═══ Selected extract ═══

Putting planets, solar systems, and galaxies into one package (or one monolithic build system), is just begging for a lot of unnecessary complexity because the number of "one of these is not like the others" grows and tends to get mixed-in places that make changes harder and harder.

One reason for this is because without unbreakable boundaries (e.g. that code requires a separate git clone) "DRY" up the build script or "parameterize" a subroutine is often irresistible.

Setting Boundaries

Scale is one consideration for when to impose some boundaries. Some other reasons to put a component in its own repository:

It's in a different programming language;
It's not our code;
It's only used on some systems;
It's one of several viable options;
It has particular testing or security concerns;

Minimum Build Requirements

The intended requirements for building a Rubinius component are:

make
clang/clang++
build2

Makefile

PROJ = rbx

# Allow override (e.g., `make VERSION=1.2.3`)
VERSION ?= $(shell (git describe --tags 2>/dev/null || echo "develop") | sed 's/^v//')
REVISION ?= $(shell git rev-parse --short HEAD)

.PHONY: help setup config build install release test clean all

all: setup config build test

##@ Dependencies
setup: ## Clone all components
	@git submodule update --init --recursive
	@./.build2/scripts/setup-build2.sh $(PROJ)

config: ## Configure
	@./.build2/scripts/config-build2.sh $(PROJ)

##@ Development
build: ## Build all components
	@./.build2/scripts/build-build2.sh $(PROJ)

##@ Testing
test: ## Run the tests
	@./.build2/scripts/test-build2.sh $(PROJ)

##@ Maintenance
clean: ## Remove all build artifacts
	@./.build2/scripts/clean-build2.sh $(PROJ)

help: ## Display this help
	@awk 'BEGIN {FS = ":.*##"; printf "Usage:\n  make \033[36m<target>\033[0m\n"} /^[.a-zA-Z_-]+:.*?##/ { printf "  \033[36m%-15s\033[0m %s\n", $$1, $$2 } /^##@/ { printf "\n\033[1m%s\033[0m\n", substr($$0, 5) } ' $(MAKEFILE_LIST)

═══ Material provided ═══

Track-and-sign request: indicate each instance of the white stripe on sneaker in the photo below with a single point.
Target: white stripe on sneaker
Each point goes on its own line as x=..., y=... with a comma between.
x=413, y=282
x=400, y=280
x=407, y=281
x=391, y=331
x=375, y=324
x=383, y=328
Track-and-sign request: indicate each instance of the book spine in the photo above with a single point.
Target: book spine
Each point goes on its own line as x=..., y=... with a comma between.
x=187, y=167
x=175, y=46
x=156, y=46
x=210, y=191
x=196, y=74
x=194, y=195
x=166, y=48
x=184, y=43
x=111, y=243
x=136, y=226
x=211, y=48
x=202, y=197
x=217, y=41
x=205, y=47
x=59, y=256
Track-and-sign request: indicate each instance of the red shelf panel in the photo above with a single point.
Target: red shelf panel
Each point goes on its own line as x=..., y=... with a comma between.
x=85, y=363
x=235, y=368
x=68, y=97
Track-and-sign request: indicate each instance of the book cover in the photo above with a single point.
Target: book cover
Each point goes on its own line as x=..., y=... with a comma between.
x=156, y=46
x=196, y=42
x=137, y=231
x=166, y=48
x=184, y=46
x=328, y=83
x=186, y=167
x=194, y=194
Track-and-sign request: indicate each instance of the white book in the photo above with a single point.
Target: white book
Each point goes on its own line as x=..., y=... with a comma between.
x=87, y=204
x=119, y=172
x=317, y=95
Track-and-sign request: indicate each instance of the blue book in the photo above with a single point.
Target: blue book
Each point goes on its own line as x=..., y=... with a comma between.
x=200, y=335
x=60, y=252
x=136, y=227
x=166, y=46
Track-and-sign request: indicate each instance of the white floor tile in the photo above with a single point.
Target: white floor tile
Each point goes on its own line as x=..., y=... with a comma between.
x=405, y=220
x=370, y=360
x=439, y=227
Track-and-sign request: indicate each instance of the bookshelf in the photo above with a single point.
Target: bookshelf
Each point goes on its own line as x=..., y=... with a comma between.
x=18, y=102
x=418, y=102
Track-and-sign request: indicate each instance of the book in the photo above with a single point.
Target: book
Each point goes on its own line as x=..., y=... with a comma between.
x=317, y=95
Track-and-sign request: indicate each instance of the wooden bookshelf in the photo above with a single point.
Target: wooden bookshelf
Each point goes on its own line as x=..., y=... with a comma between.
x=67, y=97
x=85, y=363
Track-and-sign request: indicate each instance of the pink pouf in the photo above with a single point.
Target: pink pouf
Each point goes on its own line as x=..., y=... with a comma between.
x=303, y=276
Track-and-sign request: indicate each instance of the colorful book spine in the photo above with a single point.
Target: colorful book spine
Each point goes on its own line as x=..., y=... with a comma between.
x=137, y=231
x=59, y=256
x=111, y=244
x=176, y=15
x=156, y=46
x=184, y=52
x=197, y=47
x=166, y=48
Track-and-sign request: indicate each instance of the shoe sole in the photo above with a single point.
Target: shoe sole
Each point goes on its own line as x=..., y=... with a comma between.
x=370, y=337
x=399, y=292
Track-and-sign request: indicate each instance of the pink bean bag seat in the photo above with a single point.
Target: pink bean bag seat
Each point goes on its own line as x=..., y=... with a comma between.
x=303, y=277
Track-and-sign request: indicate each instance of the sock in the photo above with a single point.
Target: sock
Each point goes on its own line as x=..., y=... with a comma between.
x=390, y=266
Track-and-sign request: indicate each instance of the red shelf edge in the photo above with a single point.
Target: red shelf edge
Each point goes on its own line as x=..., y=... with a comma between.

═══

[Exercise requirements]
1. Decide whether each statement agrees with the text on Rubinius build boundaries. Answer yes or no for each, and quote the deciding words of the text. (a) A component written in a different programming language is given as a reason to put it in its own repository. (b) cmake is listed among the intended requirements for building a Rubinius component. (c) In the Makefile, the "all" target depends on setup, config, build, and test.
2. Carry on the text on Rubinius build boundaries, starting after its final line.

[Results by task]
1.
(a) Yes: "It's in a different programming language;"
(b) No: "The intended requirements for building a Rubinius component are:" lists only "make", "clang/clang++", and "build2".
(c) Yes: "all: setup config build test"

2.
You may notice something a bit different in this Makefile: the help target. This is a neat way to add easy guidance to newcomers and is often helpful even for experienced contributors.

$ make help
Usage:
  make <target>

Dependencies
  setup            Clone all components
  config           Configure

Development
  build            Build all components

Testing
  test             Run the tests

Maintenance
  clean            Remove all build artifacts
  help             Display this help

The Build Steps

The steps to build a component are standardized as much as possible across all components.

setup

The setup target ensures that all source code and input files are present. If some of the files need to be generated, this step of the build process should handle that.

config

The config target prepares the source code for the build process.

build

The build target builds the default artifact. For a library, this would be the library itself. For an application, this would be the executable. For something like Ruby code, it may be the source files itself, or for a system like Rubinius, it could be bytecode files or even an executable.

test

The test target checks the integrity of the default artifact. For a library, this may be a sample application that exercises the library's API. For an executable, this may be automated tests that mimic a user's interaction.